**** Material to process

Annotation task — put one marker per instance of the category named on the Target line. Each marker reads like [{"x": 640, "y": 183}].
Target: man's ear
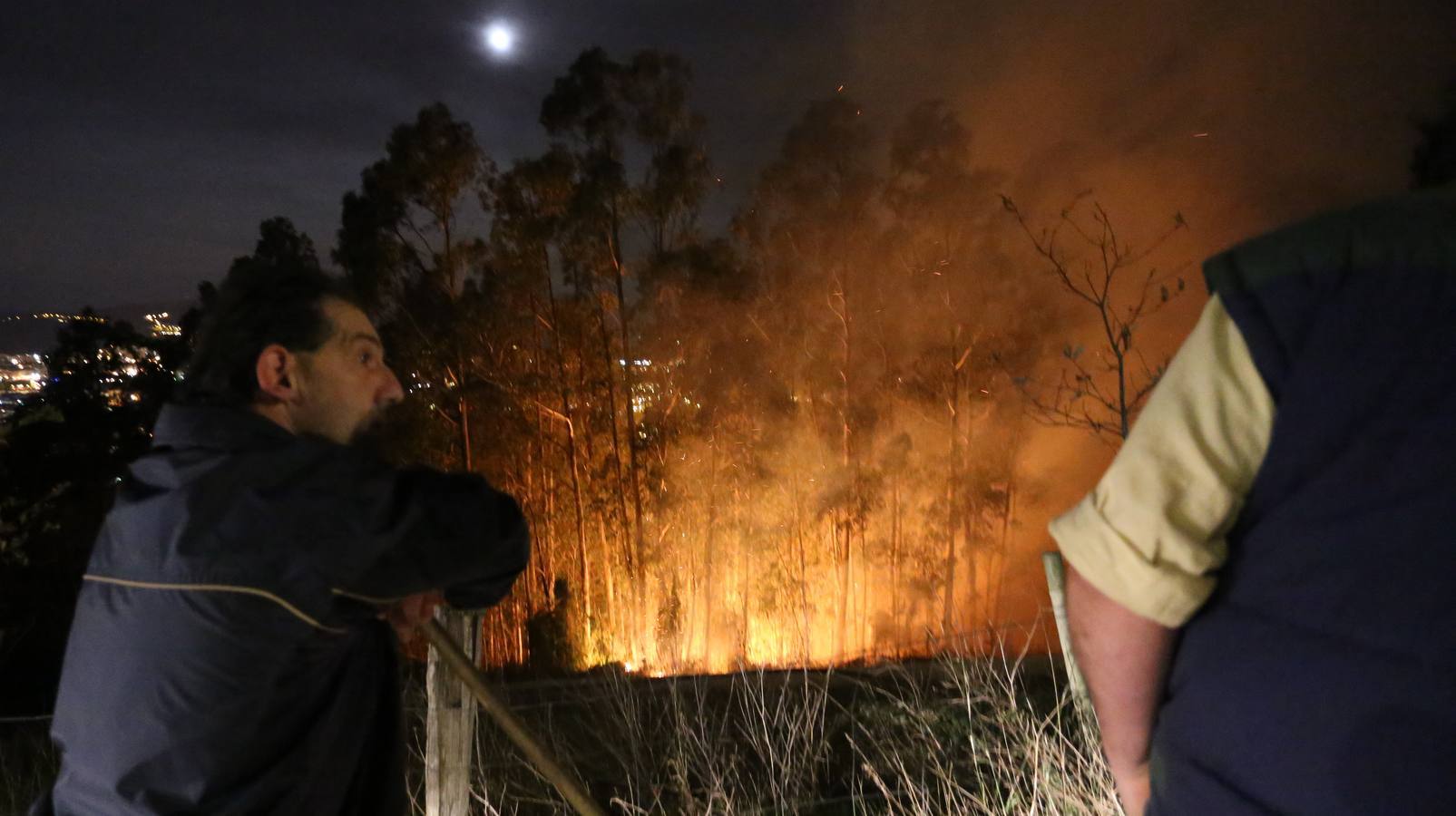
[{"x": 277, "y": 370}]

********
**** Material to process

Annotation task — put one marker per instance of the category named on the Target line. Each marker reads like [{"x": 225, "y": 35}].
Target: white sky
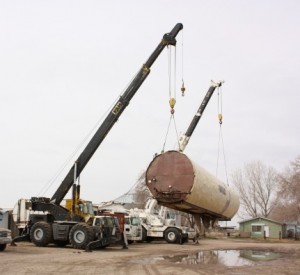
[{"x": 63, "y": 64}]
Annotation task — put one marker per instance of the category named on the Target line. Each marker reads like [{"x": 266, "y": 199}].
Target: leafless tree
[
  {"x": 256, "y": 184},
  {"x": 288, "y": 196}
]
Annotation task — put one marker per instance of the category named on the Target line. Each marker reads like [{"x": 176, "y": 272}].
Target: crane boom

********
**** Material to process

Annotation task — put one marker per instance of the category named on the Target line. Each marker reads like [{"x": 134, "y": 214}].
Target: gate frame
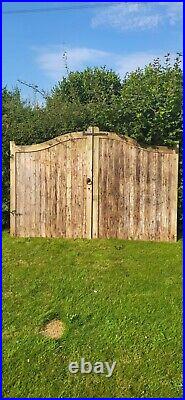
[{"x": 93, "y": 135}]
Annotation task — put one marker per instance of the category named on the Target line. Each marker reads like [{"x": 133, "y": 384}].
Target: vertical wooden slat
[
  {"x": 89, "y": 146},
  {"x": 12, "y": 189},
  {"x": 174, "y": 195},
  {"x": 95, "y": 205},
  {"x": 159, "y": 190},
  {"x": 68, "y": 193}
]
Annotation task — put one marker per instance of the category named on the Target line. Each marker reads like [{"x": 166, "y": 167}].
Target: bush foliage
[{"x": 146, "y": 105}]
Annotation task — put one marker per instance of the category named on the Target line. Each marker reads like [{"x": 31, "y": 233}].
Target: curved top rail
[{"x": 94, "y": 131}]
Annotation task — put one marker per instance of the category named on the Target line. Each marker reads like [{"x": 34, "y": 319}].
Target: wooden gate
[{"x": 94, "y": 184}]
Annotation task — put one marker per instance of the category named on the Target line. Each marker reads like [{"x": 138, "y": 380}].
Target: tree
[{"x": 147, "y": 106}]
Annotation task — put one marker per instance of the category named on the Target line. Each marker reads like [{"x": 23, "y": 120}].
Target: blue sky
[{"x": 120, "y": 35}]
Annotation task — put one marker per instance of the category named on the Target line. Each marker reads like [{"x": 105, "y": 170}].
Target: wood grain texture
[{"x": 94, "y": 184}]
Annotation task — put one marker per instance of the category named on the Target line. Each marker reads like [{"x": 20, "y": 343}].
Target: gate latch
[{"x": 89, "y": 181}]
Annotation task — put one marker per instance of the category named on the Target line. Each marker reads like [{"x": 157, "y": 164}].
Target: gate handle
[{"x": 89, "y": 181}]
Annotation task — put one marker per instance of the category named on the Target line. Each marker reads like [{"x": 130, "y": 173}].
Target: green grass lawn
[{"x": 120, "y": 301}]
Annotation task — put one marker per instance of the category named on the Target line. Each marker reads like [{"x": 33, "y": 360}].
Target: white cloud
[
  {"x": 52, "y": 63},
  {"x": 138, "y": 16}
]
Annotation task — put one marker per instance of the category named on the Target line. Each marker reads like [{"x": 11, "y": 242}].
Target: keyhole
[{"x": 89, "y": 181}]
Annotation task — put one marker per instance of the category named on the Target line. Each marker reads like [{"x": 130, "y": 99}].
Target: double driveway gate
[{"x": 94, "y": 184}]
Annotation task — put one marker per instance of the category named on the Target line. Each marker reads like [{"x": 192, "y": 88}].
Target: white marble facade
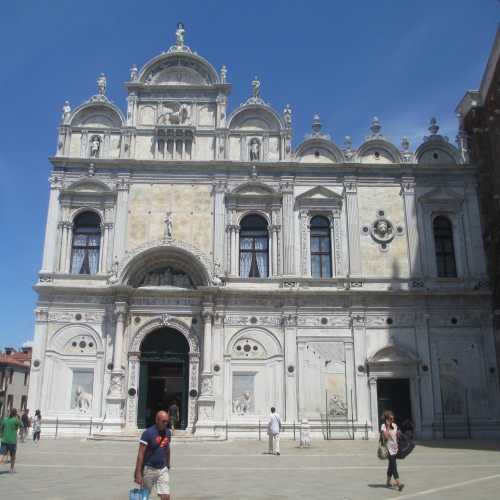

********

→ Exercise brief
Please, from the material above, copy only the lines from the line with "Target: gate handle" up to and including the line with "Target: white marble facade", exactly as written.

→ Exercise response
Target: gate handle
[{"x": 89, "y": 181}]
Annotation task — put one marker per instance of the category named on the Target line. Each marker reads like [{"x": 130, "y": 173}].
Target: green grass lawn
[{"x": 120, "y": 301}]
Annotation task — put one marker per instance of the category named on the Target line. Each marker reads like [{"x": 33, "y": 360}].
Target: white cloud
[
  {"x": 52, "y": 63},
  {"x": 138, "y": 16}
]
Annotation task — put one marker per instance of the category named on the Target line. Each marker reads like [{"x": 11, "y": 242}].
Target: keyhole
[{"x": 89, "y": 181}]
Annotation task — put one marker per instance of the category named on the Target line. Each marker reads like [{"x": 130, "y": 99}].
Target: double driveway gate
[{"x": 94, "y": 184}]
Annotation task — put one marker per instance of the category named on the Target line. Each marker reads like [{"x": 192, "y": 88}].
Target: white marble facade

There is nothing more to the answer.